#### Problem description:
Identify each line below containing the string "wall" and copy it.

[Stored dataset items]

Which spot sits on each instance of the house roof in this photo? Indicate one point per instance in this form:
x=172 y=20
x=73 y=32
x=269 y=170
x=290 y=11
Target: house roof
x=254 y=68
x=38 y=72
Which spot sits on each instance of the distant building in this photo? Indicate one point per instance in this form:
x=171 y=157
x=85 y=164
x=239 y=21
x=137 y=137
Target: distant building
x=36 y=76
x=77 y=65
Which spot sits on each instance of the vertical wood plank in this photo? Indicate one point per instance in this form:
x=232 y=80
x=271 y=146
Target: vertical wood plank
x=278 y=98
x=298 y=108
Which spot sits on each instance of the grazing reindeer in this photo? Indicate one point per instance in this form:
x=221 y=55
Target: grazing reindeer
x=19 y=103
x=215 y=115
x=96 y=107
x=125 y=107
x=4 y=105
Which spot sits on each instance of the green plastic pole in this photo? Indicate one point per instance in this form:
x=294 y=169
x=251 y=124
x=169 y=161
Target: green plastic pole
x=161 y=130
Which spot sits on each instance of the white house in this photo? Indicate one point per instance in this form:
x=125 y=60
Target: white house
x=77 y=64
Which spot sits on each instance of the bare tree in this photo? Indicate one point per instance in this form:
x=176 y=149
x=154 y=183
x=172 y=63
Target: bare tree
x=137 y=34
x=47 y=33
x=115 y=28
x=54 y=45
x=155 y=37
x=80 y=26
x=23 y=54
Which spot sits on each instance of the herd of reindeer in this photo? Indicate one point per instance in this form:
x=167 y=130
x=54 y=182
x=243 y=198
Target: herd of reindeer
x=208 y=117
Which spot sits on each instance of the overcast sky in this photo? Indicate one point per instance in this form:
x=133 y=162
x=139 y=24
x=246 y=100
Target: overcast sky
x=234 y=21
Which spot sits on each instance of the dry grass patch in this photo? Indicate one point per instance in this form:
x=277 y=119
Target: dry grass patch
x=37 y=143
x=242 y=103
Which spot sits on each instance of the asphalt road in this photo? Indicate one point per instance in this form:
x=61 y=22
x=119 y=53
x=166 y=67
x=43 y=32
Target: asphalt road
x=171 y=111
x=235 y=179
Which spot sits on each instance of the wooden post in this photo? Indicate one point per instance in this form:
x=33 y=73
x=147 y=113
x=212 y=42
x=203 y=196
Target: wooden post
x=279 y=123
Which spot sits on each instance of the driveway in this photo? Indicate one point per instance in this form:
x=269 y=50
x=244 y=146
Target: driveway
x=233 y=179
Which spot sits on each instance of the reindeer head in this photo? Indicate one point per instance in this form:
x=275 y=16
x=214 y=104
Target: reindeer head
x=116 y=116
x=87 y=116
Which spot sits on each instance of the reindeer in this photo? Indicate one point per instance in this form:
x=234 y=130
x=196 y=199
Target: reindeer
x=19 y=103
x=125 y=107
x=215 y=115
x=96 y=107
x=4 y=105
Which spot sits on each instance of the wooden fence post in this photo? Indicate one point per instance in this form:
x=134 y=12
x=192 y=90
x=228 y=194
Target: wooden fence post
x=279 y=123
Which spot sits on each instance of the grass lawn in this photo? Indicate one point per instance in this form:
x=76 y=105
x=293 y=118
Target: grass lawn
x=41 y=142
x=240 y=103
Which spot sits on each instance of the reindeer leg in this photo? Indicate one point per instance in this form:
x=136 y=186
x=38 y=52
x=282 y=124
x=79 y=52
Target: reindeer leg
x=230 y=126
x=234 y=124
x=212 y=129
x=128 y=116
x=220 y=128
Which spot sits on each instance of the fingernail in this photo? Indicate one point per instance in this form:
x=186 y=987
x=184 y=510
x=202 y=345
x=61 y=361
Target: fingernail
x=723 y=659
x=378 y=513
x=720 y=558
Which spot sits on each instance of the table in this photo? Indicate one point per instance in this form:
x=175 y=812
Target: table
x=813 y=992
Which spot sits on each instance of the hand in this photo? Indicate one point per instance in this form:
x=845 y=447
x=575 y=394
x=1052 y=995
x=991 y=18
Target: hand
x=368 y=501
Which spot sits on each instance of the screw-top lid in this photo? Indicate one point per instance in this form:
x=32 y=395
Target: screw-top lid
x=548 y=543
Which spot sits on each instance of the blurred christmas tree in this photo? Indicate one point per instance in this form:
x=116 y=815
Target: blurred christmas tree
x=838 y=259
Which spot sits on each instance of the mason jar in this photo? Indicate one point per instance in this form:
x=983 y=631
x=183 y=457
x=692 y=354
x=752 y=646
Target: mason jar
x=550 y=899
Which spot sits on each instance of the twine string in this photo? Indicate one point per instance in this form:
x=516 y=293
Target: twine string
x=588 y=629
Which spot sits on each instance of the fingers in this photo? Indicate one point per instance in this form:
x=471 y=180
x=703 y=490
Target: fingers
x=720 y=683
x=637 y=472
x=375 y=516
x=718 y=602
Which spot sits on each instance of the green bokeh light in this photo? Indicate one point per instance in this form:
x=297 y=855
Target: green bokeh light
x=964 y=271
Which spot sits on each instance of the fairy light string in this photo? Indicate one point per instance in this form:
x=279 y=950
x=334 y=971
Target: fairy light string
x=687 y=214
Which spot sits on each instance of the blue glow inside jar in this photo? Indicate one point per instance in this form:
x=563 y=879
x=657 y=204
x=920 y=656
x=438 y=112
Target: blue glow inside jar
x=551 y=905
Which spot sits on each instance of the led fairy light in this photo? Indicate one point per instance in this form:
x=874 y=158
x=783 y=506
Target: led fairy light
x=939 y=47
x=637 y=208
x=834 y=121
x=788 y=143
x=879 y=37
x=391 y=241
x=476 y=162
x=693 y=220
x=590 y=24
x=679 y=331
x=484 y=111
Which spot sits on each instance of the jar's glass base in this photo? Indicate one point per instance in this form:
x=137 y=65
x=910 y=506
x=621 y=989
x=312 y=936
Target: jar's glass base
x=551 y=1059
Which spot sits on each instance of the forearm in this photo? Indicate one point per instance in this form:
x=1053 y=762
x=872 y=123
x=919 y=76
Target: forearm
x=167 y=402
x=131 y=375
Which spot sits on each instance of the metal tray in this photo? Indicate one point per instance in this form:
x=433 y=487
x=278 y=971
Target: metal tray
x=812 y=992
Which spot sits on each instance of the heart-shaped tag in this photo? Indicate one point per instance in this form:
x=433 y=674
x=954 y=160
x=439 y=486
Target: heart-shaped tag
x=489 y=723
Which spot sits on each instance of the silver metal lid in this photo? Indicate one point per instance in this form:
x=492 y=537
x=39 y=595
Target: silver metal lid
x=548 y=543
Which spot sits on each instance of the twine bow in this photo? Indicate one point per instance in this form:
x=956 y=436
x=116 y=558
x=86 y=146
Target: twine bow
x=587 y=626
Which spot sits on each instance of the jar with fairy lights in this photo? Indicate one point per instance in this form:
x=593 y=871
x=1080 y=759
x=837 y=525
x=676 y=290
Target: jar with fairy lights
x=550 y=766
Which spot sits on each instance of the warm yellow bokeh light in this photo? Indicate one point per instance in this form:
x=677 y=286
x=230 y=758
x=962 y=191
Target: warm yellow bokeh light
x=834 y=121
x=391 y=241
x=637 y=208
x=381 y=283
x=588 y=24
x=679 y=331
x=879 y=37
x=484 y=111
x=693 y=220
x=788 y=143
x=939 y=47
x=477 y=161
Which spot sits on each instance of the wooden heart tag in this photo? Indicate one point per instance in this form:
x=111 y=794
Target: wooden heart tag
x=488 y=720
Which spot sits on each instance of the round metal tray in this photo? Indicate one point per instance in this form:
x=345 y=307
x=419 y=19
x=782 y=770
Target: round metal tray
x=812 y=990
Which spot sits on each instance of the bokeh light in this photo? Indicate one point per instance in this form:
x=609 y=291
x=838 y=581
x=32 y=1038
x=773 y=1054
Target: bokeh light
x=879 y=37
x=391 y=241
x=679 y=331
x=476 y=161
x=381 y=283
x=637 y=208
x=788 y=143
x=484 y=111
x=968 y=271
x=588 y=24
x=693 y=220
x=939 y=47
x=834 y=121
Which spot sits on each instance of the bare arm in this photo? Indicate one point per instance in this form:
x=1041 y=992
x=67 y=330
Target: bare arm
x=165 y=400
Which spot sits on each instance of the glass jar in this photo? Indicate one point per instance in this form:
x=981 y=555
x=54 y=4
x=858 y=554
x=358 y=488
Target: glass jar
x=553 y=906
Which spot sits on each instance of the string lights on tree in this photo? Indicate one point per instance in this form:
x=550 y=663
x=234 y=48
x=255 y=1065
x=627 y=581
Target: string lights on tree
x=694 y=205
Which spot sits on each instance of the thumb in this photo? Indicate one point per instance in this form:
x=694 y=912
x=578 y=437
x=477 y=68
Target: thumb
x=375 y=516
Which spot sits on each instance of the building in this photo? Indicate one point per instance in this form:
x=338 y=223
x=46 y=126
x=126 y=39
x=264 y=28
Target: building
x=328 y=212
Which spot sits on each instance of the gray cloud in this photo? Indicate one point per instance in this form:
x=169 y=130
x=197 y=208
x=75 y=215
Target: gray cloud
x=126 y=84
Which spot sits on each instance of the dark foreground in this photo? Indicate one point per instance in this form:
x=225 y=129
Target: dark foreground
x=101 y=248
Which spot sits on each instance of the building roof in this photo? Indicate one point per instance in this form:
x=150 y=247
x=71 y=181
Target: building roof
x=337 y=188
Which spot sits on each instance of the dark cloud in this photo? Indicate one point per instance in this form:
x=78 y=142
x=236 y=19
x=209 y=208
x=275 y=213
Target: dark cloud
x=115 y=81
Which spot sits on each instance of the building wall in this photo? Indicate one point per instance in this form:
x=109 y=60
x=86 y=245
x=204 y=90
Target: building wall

#### Your response:
Which spot sits on each instance of the building wall in this photo? Indicate one point per instance in this form:
Target: building wall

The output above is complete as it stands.